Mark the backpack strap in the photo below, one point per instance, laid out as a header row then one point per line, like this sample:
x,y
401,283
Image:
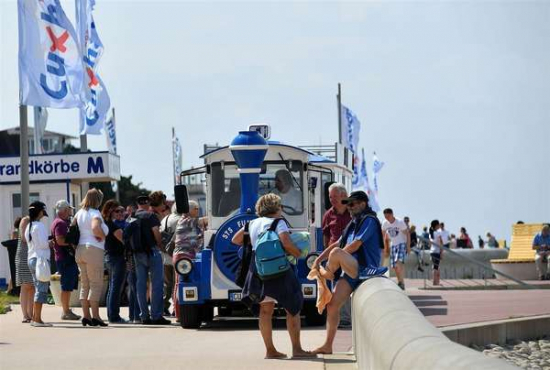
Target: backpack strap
x,y
246,235
275,222
358,225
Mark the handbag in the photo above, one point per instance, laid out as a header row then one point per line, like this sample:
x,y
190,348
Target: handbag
x,y
73,235
43,272
242,269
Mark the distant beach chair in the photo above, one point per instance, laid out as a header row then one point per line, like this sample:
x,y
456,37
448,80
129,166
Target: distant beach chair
x,y
521,259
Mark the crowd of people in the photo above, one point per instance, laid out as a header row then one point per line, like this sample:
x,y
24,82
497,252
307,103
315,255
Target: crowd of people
x,y
95,239
354,245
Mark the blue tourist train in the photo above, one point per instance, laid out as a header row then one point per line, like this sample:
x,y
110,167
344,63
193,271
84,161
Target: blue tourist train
x,y
233,177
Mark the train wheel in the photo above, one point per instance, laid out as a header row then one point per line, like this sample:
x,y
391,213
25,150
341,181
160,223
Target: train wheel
x,y
207,313
190,316
312,316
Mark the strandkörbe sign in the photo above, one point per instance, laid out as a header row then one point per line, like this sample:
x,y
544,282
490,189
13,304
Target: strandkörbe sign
x,y
97,166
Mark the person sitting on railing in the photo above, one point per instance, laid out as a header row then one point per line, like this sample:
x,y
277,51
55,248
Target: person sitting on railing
x,y
357,253
436,252
541,243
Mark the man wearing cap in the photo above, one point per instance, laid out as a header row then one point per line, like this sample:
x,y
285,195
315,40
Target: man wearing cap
x,y
398,242
149,262
334,223
357,253
64,257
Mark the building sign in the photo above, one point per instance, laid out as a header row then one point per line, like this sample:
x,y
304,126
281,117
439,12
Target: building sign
x,y
100,166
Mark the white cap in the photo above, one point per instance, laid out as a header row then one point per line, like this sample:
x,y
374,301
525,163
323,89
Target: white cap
x,y
62,204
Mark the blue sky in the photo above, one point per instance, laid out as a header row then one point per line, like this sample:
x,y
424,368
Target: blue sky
x,y
453,96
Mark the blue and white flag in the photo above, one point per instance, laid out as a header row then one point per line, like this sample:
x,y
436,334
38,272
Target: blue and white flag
x,y
94,113
40,122
364,178
110,133
376,167
350,129
177,155
356,180
51,72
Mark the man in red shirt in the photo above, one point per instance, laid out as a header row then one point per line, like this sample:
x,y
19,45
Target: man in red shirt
x,y
335,221
64,257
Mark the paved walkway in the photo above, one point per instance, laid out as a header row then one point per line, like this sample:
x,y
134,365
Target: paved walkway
x,y
68,345
453,307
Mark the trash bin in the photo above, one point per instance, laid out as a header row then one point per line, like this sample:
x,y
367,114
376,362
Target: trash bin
x,y
11,246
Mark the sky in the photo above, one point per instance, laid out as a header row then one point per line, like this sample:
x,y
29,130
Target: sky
x,y
453,96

[Given instruction] Copy all of the rows above line for line, leaving out the picture.

[Answer to this problem]
Mark the backpack strap in the photo below, one point per instance, laid out as a header row then one point per line, like this sample:
x,y
401,283
Image:
Target: backpack strap
x,y
246,235
275,222
358,225
Mark the handbag in the photo above, one point per instance, laid out as a header row then one point per line, like this sample:
x,y
190,348
Target: handbag
x,y
73,235
43,272
242,269
Mark the distant beach chair in the photo above, one point per instance, laid out as a header row then one point per line, like this sample:
x,y
456,37
448,80
129,166
Target: distant beach chair
x,y
521,259
Mark the crowd of people in the photo above, one point per instance, laid out as a header row then one point per line, like this sample:
x,y
24,82
497,252
307,103
315,255
Target: crowd of people
x,y
95,239
354,245
Mark the blue tourist train in the photo above, one point per instance, laid out as a header row then one point per line, like this sample:
x,y
110,167
344,63
193,271
84,161
Target: blue tourist train
x,y
233,177
Mark the train wheel in the photo above, one point per instance, laid out as a header row then one point per line, like this sample:
x,y
391,213
25,150
341,181
160,223
Target: train wheel
x,y
207,313
190,316
312,316
Mark the strandkörbe sign in the photo above, one point per instance, laid out as a header row then one point per line, like this sample:
x,y
544,282
490,189
13,304
Target: strandkörbe sign
x,y
97,166
Mark the person sitting on railing in the photo above, one point per instance, laid out as a header row then one point per line, like this sample:
x,y
277,51
55,248
Target: person sitting on railing
x,y
357,253
436,252
541,243
Mark the man wearing cap in the photo above, one point per instance, laid out as a header row then one point per line, like this sample:
x,y
285,195
315,40
Target: man wearing cap
x,y
398,242
149,262
334,223
357,253
64,257
Mark the building sign in the photo above, one point per instance, laid out as a header row then one point per line, like this sample:
x,y
304,126
281,117
439,12
Target: building sign
x,y
100,166
Mark the white cap in the photo above, one point per instance, laid out as a header row then one point per line, like this sample:
x,y
374,301
525,163
323,89
Target: white cap
x,y
62,204
Mark the blue sky in the photo above, one point per instance, laid out as a header row then one point per line, like this sample:
x,y
424,368
Target: blue sky
x,y
453,96
Mark the blue and white flag in the photo above, one point per instance, laid out as a header row then one point per line, like this sample:
x,y
436,334
38,272
Target: blue and white flag
x,y
94,113
40,122
364,178
110,133
376,167
350,129
177,155
356,180
51,72
Mark the man in red shirt in the photo above, one point per instance, laid out as a header row then one point per line, like this sample:
x,y
19,45
Target: man in red shirt
x,y
335,221
64,257
Mark the paved walkway in the photo above, one point per instance, laid out as a header row then one point per line, like this sample:
x,y
134,365
Target: paved walkway
x,y
68,345
453,307
Mark the trash bin in the photo above, one point per instance, laid out as a header row then one point per line, like this sample:
x,y
367,114
376,362
Target: trash bin
x,y
11,246
Mark the sky in the photo above, one point per instance, laid out as a header row then one point per line, like this sample:
x,y
29,130
Target: sky
x,y
453,96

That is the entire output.